— START OF DATA TO USE —

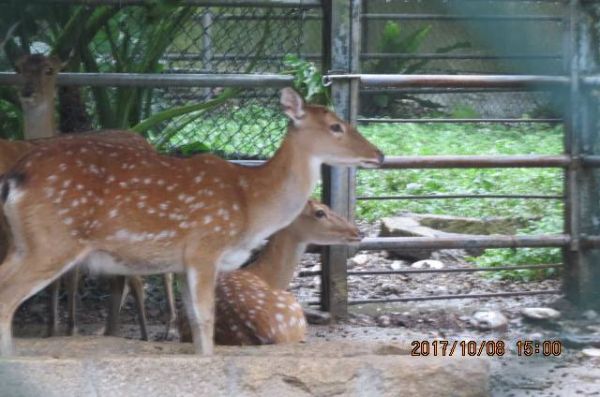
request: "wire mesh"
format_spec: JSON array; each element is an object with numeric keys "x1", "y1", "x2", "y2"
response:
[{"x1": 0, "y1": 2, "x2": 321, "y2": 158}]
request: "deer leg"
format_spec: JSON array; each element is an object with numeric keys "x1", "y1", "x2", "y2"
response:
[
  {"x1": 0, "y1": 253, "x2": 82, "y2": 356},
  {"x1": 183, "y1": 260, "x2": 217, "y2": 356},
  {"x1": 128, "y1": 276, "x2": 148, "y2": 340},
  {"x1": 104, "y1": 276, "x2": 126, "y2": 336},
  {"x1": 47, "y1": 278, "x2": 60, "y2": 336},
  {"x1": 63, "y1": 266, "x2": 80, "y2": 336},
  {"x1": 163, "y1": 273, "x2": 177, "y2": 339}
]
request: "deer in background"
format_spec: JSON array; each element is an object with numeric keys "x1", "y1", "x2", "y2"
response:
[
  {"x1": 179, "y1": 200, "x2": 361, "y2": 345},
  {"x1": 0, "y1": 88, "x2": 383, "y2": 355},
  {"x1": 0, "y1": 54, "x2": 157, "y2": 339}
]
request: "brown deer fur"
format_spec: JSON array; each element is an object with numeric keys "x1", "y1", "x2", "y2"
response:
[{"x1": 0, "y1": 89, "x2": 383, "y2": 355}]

— END OF DATA TO USE —

| WHAT TO DO |
Copy out all of the rows above verbatim, leaving out the picture.

| WRITTEN RESPONSE |
request: "wire mesh"
format_spec: JSON array; each element is an object with numeric keys "x1", "y1", "x2", "y2"
response:
[{"x1": 0, "y1": 2, "x2": 321, "y2": 158}]
request: "deer leg"
format_spec: JSON array; each element is an object with numeric keys "x1", "y1", "x2", "y2"
response:
[
  {"x1": 0, "y1": 253, "x2": 82, "y2": 356},
  {"x1": 183, "y1": 260, "x2": 217, "y2": 356},
  {"x1": 128, "y1": 276, "x2": 148, "y2": 340},
  {"x1": 104, "y1": 276, "x2": 126, "y2": 336},
  {"x1": 47, "y1": 278, "x2": 60, "y2": 336},
  {"x1": 63, "y1": 266, "x2": 80, "y2": 336},
  {"x1": 163, "y1": 273, "x2": 177, "y2": 339}
]
request: "deer in background"
format_spec: JSON array; each element is an object with numeric keys "x1", "y1", "x2", "y2"
response:
[
  {"x1": 179, "y1": 200, "x2": 361, "y2": 345},
  {"x1": 0, "y1": 88, "x2": 383, "y2": 355},
  {"x1": 0, "y1": 54, "x2": 157, "y2": 339}
]
request: "brown deer fur"
format_spec: JSON array; each element is an object with numeric keys "x1", "y1", "x2", "y2"
response:
[{"x1": 0, "y1": 89, "x2": 383, "y2": 355}]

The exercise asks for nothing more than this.